Alcune riguardavano presunte misure, mai esistite, sui controlli di polizia e sul “biocontenimento” della malattia, che citavano finti comunicati del Viminale o della Protezione civile. Quello dei documenti falsi è un filone di bufale nato in questa fase di inizio lockdown, e proseguito anche ad aprile, prima con semplici fotomontaggi e più avanti addirittura con la creazione di file Pdf attribuiti a diverse fonti ufficiali (come la Gazzetta ufficialedella Repubblica italiana o le ordinanze della Regione Lombardia). Sempre a inizio marzo, invece, diversi fotomontaggi di finti titoli di Corriere della Sera e Repubblica attribuivano al presidente del Consiglio Giuseppe Conte la decisione di chiudere le scuole fino a maggio o giugno, quando nulla in realtà era stato deciso.
Altre ancora, dopo la notizia vera della chiusura dei confini della Lombardia, venivano trasmesse attraverso fotografie decontestualizzate che avrebbero mostrato la “fuga verso il Sud” di molti italiani (che in parte si è davvero verificata, ma non in quelle foto).
Poco dopo l’inizio del lockdown ci fu un breve ma intenso episodio di diffusione di teorie della cospirazione a sfondo militare. Diverse di queste, tra il 12 e il 16 marzo, spiegavano la situazione eccezionale di distanziamento sociale come condizione imposta dal governo per presunti movimenti di carri armati sul territorio italiano, per esempio a Torino, Acireale e Bari, basati su fotografie scattate però in altri luoghi e in altri momenti. Le vere immagini dei camion dell’esercito che portavano via le bare da Bergamo, dove non c’era più posto nei forni crematori, sarebbero state girate solo due giorni dopo, il 18 marzo.

### Compito 1
Riassumi in due frasi il brano sulle bufale del lockdown.
### Compito 2
Cita il brano sulle bufale del lockdown da "Altre ancora, dopo" fino a "il 18 marzo." compreso.
L'elenco che segue non c'entra nulla con tutto questo.

### Materiale di partenza
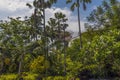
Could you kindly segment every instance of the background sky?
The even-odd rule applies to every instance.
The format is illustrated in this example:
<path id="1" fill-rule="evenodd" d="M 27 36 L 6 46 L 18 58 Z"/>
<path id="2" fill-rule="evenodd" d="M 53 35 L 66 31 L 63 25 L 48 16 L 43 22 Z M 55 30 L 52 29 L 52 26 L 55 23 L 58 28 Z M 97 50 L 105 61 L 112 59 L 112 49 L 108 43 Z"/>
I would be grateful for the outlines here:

### Risposta 1
All'inizio del lockdown circolavano bufale fatte di documenti falsi attribuiti a fonti ufficiali, fotomontaggi di finti titoli di giornale sulla chiusura delle scuole e foto decontestualizzate della "fuga verso il Sud". Tra il 12 e il 16 marzo si diffusero anche teorie della cospirazione che spiegavano il distanziamento sociale con presunti movimenti di carri armati, basate però su foto scattate in altri luoghi e in altri momenti.

### Risposta 2
Altre ancora, dopo la notizia vera della chiusura dei confini della Lombardia, venivano trasmesse attraverso fotografie decontestualizzate che avrebbero mostrato la “fuga verso il Sud” di molti italiani (che in parte si è davvero verificata, ma non in quelle foto).
Poco dopo l’inizio del lockdown ci fu un breve ma intenso episodio di diffusione di teorie della cospirazione a sfondo militare. Diverse di queste, tra il 12 e il 16 marzo, spiegavano la situazione eccezionale di distanziamento sociale come condizione imposta dal governo per presunti movimenti di carri armati sul territorio italiano, per esempio a Torino, Acireale e Bari, basati su fotografie scattate però in altri luoghi e in altri momenti. Le vere immagini dei camion dell’esercito che portavano via le bare da Bergamo, dove non c’era più posto nei forni crematori, sarebbero state girate solo due giorni dopo, il 18 marzo.